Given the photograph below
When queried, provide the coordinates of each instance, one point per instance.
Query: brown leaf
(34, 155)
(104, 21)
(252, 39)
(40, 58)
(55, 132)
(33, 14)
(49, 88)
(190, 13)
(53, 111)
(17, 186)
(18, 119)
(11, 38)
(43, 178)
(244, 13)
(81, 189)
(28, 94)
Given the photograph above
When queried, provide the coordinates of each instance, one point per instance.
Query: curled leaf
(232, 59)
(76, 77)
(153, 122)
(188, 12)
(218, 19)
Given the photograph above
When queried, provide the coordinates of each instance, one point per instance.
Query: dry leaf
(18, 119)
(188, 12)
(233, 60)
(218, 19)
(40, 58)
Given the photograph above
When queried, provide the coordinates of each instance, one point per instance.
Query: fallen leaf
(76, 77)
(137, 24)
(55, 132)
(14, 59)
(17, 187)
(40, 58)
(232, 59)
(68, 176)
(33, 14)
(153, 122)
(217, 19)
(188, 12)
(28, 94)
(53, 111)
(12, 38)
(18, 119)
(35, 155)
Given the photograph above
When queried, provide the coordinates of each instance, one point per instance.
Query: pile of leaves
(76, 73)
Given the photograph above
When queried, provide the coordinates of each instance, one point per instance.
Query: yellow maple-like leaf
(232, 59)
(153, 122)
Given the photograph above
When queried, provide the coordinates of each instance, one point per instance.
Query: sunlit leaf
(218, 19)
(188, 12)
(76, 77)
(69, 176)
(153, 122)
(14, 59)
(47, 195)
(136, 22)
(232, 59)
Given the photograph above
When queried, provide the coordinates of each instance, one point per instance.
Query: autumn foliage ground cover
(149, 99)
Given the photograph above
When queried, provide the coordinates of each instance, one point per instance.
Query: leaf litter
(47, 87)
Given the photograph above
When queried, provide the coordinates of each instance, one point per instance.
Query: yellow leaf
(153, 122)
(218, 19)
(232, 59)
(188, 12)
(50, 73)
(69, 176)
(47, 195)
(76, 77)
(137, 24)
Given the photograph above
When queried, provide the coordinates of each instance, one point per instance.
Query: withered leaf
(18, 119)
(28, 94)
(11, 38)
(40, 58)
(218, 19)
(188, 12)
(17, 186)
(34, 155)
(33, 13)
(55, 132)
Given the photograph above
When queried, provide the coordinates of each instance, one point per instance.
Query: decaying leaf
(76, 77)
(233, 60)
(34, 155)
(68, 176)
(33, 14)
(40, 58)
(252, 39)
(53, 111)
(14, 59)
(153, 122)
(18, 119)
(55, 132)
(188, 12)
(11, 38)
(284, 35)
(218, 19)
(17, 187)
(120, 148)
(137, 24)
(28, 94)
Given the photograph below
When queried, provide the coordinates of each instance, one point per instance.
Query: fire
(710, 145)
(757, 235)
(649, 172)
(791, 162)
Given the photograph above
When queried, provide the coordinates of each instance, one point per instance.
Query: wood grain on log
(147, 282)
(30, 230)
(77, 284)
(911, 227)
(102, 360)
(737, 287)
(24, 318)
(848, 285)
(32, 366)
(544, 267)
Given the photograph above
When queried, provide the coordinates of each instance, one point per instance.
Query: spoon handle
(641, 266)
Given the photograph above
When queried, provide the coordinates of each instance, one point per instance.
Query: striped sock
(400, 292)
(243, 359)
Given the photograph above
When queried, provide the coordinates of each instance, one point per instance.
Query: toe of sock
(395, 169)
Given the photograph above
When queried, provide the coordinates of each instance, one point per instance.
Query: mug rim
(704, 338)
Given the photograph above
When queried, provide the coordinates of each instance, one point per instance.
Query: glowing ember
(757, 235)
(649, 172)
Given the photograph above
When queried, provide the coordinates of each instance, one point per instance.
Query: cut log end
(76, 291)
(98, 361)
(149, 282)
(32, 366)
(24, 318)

• _EXERCISE_
What is needed here is an exact reproduction of all the entries.

• _EXERCISE SOLUTION_
Given the photograph below
When queried, provide the coordinates of each instance, one point per instance.
Query: brown leaf
(34, 155)
(104, 21)
(252, 39)
(40, 58)
(55, 132)
(33, 14)
(49, 88)
(190, 13)
(53, 111)
(17, 186)
(18, 119)
(11, 38)
(43, 178)
(244, 13)
(81, 189)
(28, 94)
Given the photograph above
When queried, provide the coordinates of each instance, one point per instance.
Query: curled leaf
(232, 59)
(76, 77)
(153, 122)
(188, 12)
(218, 19)
Given the photograph above
When queried, provide the coordinates of each instance, one point per instance.
Query: dry leaf
(18, 119)
(188, 12)
(233, 60)
(218, 19)
(40, 58)
Given the photograph above
When queried, provide the coordinates of each instance, one point per instance.
Query: fallen leaf
(76, 77)
(137, 24)
(55, 132)
(14, 59)
(17, 187)
(40, 58)
(232, 59)
(68, 176)
(33, 14)
(153, 122)
(217, 19)
(188, 12)
(28, 94)
(53, 111)
(12, 38)
(18, 119)
(35, 155)
Given the photograph above
When queried, provide the coordinates of each instance, one point per instance.
Query: pile of leaves
(76, 73)
Given the photograph above
When queried, provide the coordinates of each instance, one point per instance.
Query: yellow maple-like leaf
(232, 59)
(153, 122)
Given the photograph above
When queried, provide the coordinates of each instance, one point per instance.
Query: sunlit leaf
(218, 19)
(188, 12)
(76, 77)
(69, 176)
(153, 122)
(14, 59)
(47, 195)
(136, 22)
(232, 59)
Given the photograph above
When queried, provide the coordinates of each instance, one point per instance.
Query: autumn foliage ground cover
(149, 99)
Given the photograph above
When queried, provide the coordinates of each instance, one point per instance.
Query: leaf litter
(47, 87)
Given the photograph above
When queried, provide the coordinates of each instance, one point per instance.
Query: yellow leaf
(153, 122)
(218, 19)
(232, 59)
(188, 12)
(50, 73)
(69, 176)
(47, 195)
(76, 77)
(137, 24)
Given the photograph above
When queried, provide the coordinates of each instance, one point per instance.
Query: withered leaf
(18, 119)
(28, 94)
(11, 38)
(40, 58)
(218, 19)
(188, 12)
(17, 186)
(34, 155)
(33, 13)
(55, 132)
Given the photograph above
When queried, provide the coordinates of each instance, one point per instance.
Query: decaying leaf
(76, 77)
(233, 60)
(34, 155)
(68, 176)
(33, 14)
(40, 58)
(252, 39)
(53, 111)
(14, 59)
(153, 122)
(18, 119)
(55, 132)
(188, 12)
(11, 38)
(284, 35)
(218, 19)
(17, 187)
(120, 148)
(137, 24)
(28, 94)
Given the photograph below
When queried, provide the coordinates of each instance, one point per instance.
Query: fire
(710, 145)
(757, 235)
(649, 172)
(791, 162)
Given the photograph above
When queried, provide the coordinates of each instance, one point per instance.
Query: wood grain on log
(147, 282)
(30, 230)
(77, 284)
(911, 227)
(102, 360)
(737, 287)
(24, 318)
(848, 285)
(32, 366)
(544, 267)
Given the photograph above
When queried, provide the coordinates of each instance, one point per instance.
Query: spoon handle
(641, 266)
Given the photograph above
When queried, provide the coordinates of each instance, one point per instance.
Query: striped sock
(400, 292)
(243, 359)
Given the photograph above
When queried, provide the coordinates of each instance, one point per instance.
Query: toe of sock
(395, 169)
Given the photograph above
When queried, provide the coordinates of each instance, one point per instance.
Query: mug rim
(704, 338)
Given the photograph above
When queried, provide the coordinates of each instance, one point per instance.
Query: glowing ember
(757, 235)
(649, 172)
Given the photograph above
When queried, provide the coordinates of each instance, one point per instance.
Query: cut log end
(76, 291)
(98, 361)
(149, 282)
(32, 366)
(24, 318)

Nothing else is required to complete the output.